Data records

☆ ☆ ☆

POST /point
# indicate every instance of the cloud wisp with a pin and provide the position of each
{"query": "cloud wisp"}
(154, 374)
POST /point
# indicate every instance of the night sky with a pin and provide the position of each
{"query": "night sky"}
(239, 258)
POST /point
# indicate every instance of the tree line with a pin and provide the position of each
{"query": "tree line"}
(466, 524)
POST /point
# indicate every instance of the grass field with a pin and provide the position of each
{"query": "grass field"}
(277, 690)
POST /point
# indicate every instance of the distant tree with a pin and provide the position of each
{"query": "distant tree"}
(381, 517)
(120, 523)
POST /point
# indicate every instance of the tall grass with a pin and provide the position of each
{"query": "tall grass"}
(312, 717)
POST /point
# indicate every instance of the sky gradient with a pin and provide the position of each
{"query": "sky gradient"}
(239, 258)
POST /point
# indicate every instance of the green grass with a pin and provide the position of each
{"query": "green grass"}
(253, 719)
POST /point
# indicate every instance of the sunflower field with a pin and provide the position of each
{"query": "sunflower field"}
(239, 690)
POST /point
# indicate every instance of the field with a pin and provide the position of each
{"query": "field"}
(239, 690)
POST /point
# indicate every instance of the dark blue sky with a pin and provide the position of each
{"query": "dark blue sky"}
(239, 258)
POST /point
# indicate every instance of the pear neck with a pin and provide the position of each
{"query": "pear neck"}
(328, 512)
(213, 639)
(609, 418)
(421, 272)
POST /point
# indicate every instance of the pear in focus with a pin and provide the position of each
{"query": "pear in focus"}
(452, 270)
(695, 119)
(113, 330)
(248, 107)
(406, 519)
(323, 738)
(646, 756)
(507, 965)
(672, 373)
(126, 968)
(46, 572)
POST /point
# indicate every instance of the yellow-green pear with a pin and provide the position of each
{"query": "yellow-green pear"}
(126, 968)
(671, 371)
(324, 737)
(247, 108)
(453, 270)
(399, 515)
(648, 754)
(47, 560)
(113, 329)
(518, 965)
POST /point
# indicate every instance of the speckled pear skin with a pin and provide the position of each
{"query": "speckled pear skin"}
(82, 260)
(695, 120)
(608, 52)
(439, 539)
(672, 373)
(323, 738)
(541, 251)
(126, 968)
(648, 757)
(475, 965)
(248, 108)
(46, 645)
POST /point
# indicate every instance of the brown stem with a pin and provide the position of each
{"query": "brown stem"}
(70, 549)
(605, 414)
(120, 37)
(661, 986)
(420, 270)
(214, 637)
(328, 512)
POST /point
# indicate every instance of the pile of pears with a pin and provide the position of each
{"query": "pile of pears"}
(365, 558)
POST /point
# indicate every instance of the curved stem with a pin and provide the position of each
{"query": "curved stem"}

☆ ☆ ☆

▶ _Exercise prompt_
In full and verbatim, repeat the records given above.

▶ _Exercise output_
POST /point
# indicate every instance of the cloud wisp with a pin and provide the position of each
{"query": "cloud wisp"}
(154, 374)
POST /point
# indicate every instance of the night sky with a pin and provide the position of each
{"query": "night sky"}
(239, 258)
POST /point
# indicate every instance of the tree line with a pin and provide the position of each
{"query": "tree line"}
(466, 524)
POST /point
# indicate every instance of the grass field with a pin and provide the position of each
{"query": "grass field"}
(277, 690)
POST /point
# indicate every instance of the distant tree with a pin and provide the position of each
{"query": "distant tree"}
(381, 517)
(120, 523)
POST /point
# indicate every instance of the tall grass with a pin and provide the position of each
{"query": "tall grass"}
(312, 717)
POST /point
# indicate every instance of the sky gradient with a pin and provide the position of each
{"query": "sky gradient"}
(239, 258)
POST /point
# indicate every instance of the green grass with a pin and provide the position of each
{"query": "green grass"}
(253, 719)
POST /point
# indicate every instance of the sunflower field with a pin and provide the position of each
{"query": "sunflower field"}
(239, 690)
POST /point
# indicate every instance of the field with a pin and provide the position of each
{"query": "field"}
(239, 690)
POST /point
# indicate every instance of the dark blue sky with a pin and provide the position of each
{"query": "dark blue sky"}
(239, 258)
POST /point
# indicate every instance of the pear neck with a pin and provide the position of each
{"query": "pear neck"}
(328, 512)
(213, 639)
(609, 418)
(421, 272)
POST /point
# indicate every instance of the pear in focus with a pin and provide the position of each
{"query": "pear in focus"}
(452, 270)
(695, 119)
(113, 330)
(248, 107)
(406, 519)
(323, 738)
(646, 756)
(507, 965)
(672, 373)
(126, 968)
(46, 572)
POST /point
# indicate every instance of the yellow-green pear with a pin and provide the position of each
{"query": "yellow-green pear"}
(126, 968)
(671, 371)
(324, 737)
(247, 108)
(453, 270)
(399, 515)
(648, 754)
(47, 560)
(113, 329)
(518, 965)
POST /point
# indicate every instance of the speckled pear skin with a pin and provide the position of each
{"query": "speckled pear skin"}
(82, 260)
(695, 120)
(608, 52)
(439, 539)
(672, 373)
(323, 738)
(541, 251)
(126, 968)
(648, 757)
(475, 965)
(248, 108)
(46, 645)
POST /point
# indicate every instance of the brown stem with a pin and provide the position of each
{"query": "brown stem"}
(70, 549)
(605, 414)
(120, 37)
(661, 986)
(420, 270)
(214, 637)
(328, 512)
POST /point
# indicate every instance of the pile of pears with a pin and provide the position of each
{"query": "pile of pears"}
(365, 558)
POST /point
# indicate every instance of the curved stem with a pin and provide the position of each
{"query": "curved stem"}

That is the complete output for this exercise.